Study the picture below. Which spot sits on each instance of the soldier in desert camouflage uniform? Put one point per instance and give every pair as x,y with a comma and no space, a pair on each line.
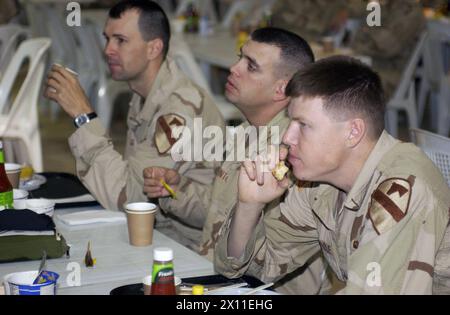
311,19
206,206
376,207
164,99
391,44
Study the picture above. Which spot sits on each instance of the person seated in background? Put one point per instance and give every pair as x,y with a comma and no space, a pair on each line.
256,85
377,208
312,19
137,41
390,45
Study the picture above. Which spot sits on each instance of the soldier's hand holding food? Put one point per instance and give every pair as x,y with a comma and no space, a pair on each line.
263,180
64,88
154,179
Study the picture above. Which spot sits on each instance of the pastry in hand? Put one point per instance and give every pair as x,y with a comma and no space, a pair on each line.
280,171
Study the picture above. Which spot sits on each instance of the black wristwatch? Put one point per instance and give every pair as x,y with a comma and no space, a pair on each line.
80,120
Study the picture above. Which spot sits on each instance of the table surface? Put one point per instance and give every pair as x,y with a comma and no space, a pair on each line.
118,263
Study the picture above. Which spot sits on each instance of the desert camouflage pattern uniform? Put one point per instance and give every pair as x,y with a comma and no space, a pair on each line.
174,101
380,238
207,207
311,19
391,44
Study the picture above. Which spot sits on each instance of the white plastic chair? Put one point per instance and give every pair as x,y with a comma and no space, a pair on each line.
11,35
184,58
347,32
436,77
237,7
404,98
20,120
436,147
203,7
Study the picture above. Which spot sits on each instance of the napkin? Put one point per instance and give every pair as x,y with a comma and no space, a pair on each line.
92,216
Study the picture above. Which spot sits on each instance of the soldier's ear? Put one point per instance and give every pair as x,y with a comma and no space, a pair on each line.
280,90
355,131
154,48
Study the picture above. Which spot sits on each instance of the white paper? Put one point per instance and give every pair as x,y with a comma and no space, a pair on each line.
92,216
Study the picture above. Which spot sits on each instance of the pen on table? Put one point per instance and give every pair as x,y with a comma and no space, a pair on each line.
168,188
68,69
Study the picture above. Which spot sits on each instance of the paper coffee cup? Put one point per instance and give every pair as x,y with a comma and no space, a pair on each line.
140,219
13,172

• [Assignment] Here the records must be restated exactly, minus any images.

• [Solution for this task]
Study the picture below. Which spot sits on each instance of the soldier in desert camouflage uniform? Put one point per instance and give every pair as x,y with a comma and no space, a pair on each line.
311,19
206,206
376,207
164,99
391,44
Study the picture above. Which spot sits on each instance of the person seated in background? Put one point per instance and give every pair as x,y with a comma and no space, a pair on each line.
256,85
377,208
312,19
137,41
390,45
Study the picture above. Which spot sits on each instance of the soldier's hand holding food? Put one point per instance and give every pair as x,y with a comma and no space, a pair on each line.
263,180
64,88
154,179
Study the picture above. Which spot sits on each instance of the pastry in hand? Put one point per instance and give every pair as x,y with a comma and no space, a pair on each line.
280,171
Study the picture above. Which spot sits on each instance of the black wristwatch? Put one point per instance and give every pair as x,y with a comma and no space, a pair on each line.
80,120
Study the picture above. Which spot sits on each instance of the table surface? Put one point per instance and give every pair as x,y with a comma and no space, a pair on each line.
118,263
Study the picture above. Which spot sits on each instance of the desert camouflage pattern uniform? Put one point per instance and give every pair as x,y with a comma and no space, a pair on each line.
174,101
380,238
207,207
311,19
391,44
Study the picture above. Which spot sits on each instance of the white plastic chair? Put one point per instance and give every pair as x,y with a comma and no space, a pair on each line.
11,35
184,58
347,32
436,77
237,7
404,98
20,120
436,147
203,7
Study the picture above. Which spot sits on each instance of the napkin? Put one point per instance and give every pair as x,y with a comma and no space, a pair on each line.
92,216
Study the picture above. Which spot sits on each instance of the soldier's ear? Put one point per instance and give every pair as x,y with a comma and no space, a pair on each line.
280,90
355,131
154,48
Study the picture above. Which spot sits on each instance of the white paper? Put one point per instance and give every pair as x,y with a comma and no space, a pair on each line.
92,216
Study the picture above. Which spot sits on each instance of the pen on table? Put one point per instance and give every pair as x,y with a comma and no space, a pair on each line.
168,188
68,69
Study the picture above. Which spot sits on each instance of the paper coffee cup? Put one point per instance and give every pair as x,y with a comma and no space, a pair on each line.
140,219
13,172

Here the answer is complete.